More than 430 coronavirus cases have been confirmed as connected to a COVID outbreak in Provincetown, the popular tourist town on the tip of Cape Cod.
Town Manager Alex Morse confirmed that since the last update on Wednesday, another 174 cases have been reported. However, he noted in a Facebook post Saturday that "we are starting to see a decline in our daily positivity rate, and we have resumed wastewater surveillance efforts."
The town had been tracking wastewater throughout the pandemic as a way to gauge the presence of the virus, but they had stopped in the spring, Morse said.
Provincetown is advising people to wear masks indoors and when social distancing in public isn't possible.
Morse noted that health officials are still investigating the vaccination status of people in the cluster.
So far, there have been 430 positive and reported COVID-19 cases linked to Provincetown. Of these cases, 342 are Massachusetts residents and 153 of live in Provincetown. The others live in other states, Morse said Saturday.

Items from a dataset:
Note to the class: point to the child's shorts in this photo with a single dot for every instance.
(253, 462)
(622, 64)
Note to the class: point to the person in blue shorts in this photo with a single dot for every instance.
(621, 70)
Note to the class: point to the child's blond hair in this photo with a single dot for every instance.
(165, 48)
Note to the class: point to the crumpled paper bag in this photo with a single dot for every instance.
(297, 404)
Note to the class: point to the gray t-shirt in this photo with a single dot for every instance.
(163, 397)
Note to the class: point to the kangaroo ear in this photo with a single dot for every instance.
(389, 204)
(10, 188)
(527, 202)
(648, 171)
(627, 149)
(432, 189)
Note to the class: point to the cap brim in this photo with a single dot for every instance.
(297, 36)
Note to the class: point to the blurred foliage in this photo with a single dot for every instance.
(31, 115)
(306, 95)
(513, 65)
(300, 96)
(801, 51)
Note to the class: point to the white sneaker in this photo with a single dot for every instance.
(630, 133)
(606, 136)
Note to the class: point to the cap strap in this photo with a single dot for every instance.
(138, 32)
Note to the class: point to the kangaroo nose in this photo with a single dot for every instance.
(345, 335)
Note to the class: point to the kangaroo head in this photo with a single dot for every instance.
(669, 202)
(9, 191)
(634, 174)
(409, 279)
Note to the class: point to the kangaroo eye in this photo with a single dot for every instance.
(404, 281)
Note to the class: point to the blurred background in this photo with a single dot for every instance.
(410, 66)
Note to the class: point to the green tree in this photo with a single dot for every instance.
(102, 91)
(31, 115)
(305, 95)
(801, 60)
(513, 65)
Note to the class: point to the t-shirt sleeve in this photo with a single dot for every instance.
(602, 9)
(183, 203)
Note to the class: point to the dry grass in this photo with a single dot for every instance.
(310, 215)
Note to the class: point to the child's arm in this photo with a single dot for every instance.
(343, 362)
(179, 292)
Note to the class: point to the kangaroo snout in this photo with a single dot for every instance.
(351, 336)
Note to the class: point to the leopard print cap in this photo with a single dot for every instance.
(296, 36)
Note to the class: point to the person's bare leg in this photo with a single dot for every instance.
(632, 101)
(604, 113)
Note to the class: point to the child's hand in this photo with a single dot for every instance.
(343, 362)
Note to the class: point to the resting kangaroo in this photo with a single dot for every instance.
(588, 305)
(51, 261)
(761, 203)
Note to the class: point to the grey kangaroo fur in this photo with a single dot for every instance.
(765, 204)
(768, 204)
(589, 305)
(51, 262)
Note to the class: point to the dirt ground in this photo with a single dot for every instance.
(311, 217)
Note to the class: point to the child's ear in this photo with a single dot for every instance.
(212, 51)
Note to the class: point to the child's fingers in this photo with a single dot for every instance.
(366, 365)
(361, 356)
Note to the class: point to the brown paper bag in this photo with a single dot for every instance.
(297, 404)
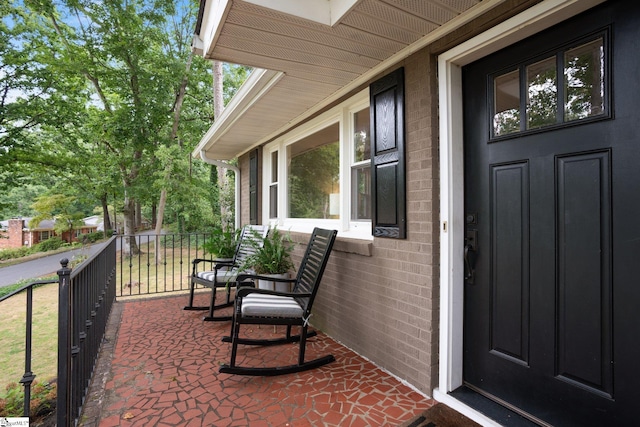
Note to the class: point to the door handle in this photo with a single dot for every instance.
(471, 245)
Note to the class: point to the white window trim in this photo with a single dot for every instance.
(533, 20)
(343, 115)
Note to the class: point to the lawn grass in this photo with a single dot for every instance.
(135, 277)
(44, 358)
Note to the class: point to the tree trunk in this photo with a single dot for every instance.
(173, 136)
(223, 180)
(138, 216)
(106, 220)
(130, 245)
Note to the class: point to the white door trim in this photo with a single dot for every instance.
(533, 20)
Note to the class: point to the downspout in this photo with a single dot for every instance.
(236, 171)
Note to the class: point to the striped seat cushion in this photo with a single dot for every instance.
(260, 305)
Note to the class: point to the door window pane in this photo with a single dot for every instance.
(314, 175)
(542, 93)
(584, 80)
(506, 117)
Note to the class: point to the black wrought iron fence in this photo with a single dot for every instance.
(162, 264)
(86, 296)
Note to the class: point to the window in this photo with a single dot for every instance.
(361, 167)
(314, 175)
(273, 186)
(319, 174)
(552, 91)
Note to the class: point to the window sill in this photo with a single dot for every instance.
(342, 244)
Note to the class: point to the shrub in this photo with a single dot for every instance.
(50, 244)
(43, 399)
(13, 253)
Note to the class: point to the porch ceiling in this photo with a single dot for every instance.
(311, 64)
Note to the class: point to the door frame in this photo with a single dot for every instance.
(451, 144)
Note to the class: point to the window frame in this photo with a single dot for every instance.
(343, 115)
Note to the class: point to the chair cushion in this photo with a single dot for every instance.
(260, 305)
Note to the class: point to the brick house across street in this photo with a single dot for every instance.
(16, 233)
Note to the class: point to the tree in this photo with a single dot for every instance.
(127, 63)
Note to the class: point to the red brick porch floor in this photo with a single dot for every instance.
(159, 367)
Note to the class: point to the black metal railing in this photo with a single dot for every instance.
(86, 296)
(163, 264)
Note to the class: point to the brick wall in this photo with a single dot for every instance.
(385, 306)
(380, 298)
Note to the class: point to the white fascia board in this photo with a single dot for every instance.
(213, 18)
(258, 83)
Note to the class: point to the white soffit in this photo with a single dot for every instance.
(327, 12)
(318, 63)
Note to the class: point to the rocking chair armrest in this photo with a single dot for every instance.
(249, 276)
(213, 261)
(244, 291)
(199, 260)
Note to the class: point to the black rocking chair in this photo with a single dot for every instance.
(266, 307)
(224, 273)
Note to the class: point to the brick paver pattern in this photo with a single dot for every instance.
(164, 372)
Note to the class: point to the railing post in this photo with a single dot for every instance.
(28, 376)
(63, 402)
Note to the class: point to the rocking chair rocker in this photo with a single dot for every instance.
(266, 307)
(224, 273)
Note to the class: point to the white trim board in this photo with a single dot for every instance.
(533, 20)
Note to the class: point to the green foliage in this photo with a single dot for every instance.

EXERCISE REQUIREMENTS:
A. Answer these questions using the Provincetown outbreak report.
(i) How many additional cases were reported since the update on Wednesday?
(ii) When had the town stopped tracking wastewater?
(iii) How many of the linked cases are Massachusetts residents?
B. Reproduce verbatim the portion of the Provincetown outbreak report from "So far, there" up to and including "Morse said Saturday.".

SOLVED PROBLEMS:
A.
(i) 174
(ii) In the spring
(iii) 342

B.
So far, there have been 430 positive and reported COVID-19 cases linked to Provincetown. Of these cases, 342 are Massachusetts residents and 153 of live in Provincetown. The others live in other states, Morse said Saturday.